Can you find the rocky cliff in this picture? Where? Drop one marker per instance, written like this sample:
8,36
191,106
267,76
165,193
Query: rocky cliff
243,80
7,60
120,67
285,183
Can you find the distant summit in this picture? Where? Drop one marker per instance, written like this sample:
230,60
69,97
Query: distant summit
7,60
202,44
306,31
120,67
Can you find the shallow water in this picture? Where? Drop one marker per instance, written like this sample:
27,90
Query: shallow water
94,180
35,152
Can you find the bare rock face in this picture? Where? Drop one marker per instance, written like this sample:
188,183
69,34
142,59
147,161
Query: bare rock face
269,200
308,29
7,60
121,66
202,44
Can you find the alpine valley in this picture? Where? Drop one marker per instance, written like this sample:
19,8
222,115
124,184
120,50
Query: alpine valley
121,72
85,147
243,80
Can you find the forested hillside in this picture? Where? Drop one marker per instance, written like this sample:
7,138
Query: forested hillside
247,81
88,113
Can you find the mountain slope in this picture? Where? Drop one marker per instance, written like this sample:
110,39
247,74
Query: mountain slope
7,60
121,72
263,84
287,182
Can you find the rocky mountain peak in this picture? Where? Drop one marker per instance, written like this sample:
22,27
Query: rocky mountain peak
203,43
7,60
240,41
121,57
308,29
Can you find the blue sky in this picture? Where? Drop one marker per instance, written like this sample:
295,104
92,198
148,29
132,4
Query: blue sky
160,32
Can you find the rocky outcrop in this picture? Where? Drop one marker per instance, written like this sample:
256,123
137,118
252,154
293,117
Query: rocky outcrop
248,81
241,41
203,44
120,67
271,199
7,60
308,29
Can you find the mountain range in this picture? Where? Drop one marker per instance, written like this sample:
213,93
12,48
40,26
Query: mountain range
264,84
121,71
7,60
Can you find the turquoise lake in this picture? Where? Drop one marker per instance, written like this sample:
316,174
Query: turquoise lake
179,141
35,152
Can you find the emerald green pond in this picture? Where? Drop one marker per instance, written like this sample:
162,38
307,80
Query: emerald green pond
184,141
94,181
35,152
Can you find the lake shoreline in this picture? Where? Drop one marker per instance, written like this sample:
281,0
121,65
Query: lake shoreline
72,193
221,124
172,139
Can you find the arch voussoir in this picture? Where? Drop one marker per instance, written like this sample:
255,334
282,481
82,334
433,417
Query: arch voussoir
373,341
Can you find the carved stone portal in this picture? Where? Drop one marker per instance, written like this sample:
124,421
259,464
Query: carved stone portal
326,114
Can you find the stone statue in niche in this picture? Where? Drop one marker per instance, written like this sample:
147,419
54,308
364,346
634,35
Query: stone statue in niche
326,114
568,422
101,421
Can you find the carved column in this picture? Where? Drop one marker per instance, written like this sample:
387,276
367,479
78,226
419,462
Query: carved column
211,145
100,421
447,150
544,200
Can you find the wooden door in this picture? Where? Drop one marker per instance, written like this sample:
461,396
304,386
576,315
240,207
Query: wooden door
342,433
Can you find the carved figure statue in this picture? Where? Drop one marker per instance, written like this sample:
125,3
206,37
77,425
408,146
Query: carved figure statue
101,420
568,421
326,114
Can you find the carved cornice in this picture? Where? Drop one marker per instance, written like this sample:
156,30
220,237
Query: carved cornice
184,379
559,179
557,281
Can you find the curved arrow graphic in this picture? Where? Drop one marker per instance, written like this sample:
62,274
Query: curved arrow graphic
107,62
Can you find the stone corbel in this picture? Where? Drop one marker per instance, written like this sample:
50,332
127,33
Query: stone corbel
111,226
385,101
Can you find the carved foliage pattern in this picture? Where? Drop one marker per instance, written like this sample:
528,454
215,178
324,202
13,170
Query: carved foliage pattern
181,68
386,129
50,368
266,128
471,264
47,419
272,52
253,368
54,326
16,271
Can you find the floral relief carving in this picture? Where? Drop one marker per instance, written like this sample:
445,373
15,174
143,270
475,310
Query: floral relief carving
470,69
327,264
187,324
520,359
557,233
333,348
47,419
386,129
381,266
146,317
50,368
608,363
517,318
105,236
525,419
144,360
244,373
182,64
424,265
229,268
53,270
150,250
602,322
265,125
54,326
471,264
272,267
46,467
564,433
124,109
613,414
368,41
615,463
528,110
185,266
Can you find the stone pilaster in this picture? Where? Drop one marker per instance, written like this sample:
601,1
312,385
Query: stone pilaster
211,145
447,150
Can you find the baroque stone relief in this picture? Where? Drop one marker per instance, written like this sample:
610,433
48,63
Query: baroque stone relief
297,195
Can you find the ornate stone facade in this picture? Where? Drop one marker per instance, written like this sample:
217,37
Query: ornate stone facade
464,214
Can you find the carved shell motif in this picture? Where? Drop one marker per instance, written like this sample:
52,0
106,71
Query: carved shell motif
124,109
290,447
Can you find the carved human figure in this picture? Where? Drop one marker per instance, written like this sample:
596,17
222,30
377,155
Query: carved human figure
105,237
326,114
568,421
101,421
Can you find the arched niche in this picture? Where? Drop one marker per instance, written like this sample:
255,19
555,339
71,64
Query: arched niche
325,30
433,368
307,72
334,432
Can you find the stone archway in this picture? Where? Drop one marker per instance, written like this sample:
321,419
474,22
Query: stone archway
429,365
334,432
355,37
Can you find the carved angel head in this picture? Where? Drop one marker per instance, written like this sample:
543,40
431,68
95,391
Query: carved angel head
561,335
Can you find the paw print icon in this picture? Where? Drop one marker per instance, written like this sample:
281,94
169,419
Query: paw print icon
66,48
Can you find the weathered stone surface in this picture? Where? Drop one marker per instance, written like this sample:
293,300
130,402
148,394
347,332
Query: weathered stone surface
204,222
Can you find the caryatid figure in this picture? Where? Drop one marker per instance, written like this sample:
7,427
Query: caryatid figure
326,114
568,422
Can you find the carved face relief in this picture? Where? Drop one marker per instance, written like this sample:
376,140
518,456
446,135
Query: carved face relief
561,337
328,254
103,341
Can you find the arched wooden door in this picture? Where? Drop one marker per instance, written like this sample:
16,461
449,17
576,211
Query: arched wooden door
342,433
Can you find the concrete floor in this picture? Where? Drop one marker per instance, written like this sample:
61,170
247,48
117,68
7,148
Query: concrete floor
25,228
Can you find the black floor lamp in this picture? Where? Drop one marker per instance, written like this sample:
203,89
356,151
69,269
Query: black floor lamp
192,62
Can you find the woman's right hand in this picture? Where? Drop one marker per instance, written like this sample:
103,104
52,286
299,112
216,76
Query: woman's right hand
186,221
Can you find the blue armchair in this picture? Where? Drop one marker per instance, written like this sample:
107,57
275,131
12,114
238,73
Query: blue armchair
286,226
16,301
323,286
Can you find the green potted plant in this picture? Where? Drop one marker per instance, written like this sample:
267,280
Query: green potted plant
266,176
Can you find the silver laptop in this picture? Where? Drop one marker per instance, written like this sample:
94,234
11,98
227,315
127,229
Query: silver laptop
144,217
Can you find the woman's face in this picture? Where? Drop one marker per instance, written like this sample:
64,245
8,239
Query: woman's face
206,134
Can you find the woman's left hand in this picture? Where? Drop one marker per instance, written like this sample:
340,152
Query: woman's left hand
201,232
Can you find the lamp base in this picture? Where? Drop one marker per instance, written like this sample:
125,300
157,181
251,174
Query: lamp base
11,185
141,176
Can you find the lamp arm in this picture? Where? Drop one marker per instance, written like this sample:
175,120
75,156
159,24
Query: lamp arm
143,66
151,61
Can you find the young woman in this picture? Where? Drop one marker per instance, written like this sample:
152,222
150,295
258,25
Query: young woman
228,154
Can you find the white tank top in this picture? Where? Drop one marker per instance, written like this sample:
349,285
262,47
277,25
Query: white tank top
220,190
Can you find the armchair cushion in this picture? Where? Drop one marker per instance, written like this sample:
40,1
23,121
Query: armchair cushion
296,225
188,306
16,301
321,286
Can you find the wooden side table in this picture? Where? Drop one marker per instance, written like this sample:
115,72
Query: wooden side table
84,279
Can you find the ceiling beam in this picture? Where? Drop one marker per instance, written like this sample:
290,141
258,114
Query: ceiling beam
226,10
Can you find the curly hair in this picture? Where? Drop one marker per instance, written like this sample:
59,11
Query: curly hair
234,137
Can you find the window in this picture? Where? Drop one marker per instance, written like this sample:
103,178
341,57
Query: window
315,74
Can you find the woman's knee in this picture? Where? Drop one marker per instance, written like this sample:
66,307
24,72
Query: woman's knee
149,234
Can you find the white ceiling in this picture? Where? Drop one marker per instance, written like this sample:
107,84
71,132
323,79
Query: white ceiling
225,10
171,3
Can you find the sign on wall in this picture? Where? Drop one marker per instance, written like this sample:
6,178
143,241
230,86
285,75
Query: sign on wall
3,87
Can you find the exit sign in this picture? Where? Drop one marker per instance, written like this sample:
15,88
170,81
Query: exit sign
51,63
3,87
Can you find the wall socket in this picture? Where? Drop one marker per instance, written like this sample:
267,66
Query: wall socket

———

Exercise: The required output is the exact sequence of lines from the one containing "Can you find the curly" through the end of the listing, both endpoints included.

Response to this task:
Can you find the curly hair in this picture? Where? Drop one marker per instance, written like this sample:
59,11
Query: curly hair
234,137
Can you find the window in this picture? Where? Drop one marker per instance, written like this sample:
103,178
341,57
Query: window
315,74
Can you find the woman's knee in this picture? Where? Drop one marker per instance, written like this sample:
66,307
24,72
Query: woman's knee
149,234
Can you find the white ceiling in this picture? Where? Drop one marker per instance, written like this sample:
107,84
71,132
323,79
Query: white ceiling
225,10
171,3
Can you find the sign on wall in this picture? Where? Drop one marker per instance, written like this sample:
6,178
143,241
230,86
285,75
Query: sign on wall
3,87
Can you find the exit sign in this picture? Where? Drop one marker per instance, written like this sample:
15,88
170,81
Query: exit sign
51,63
3,87
Can you find the wall socket in this picture? Where? Drop one marker per instance, written like this sample:
267,66
Query: wall socket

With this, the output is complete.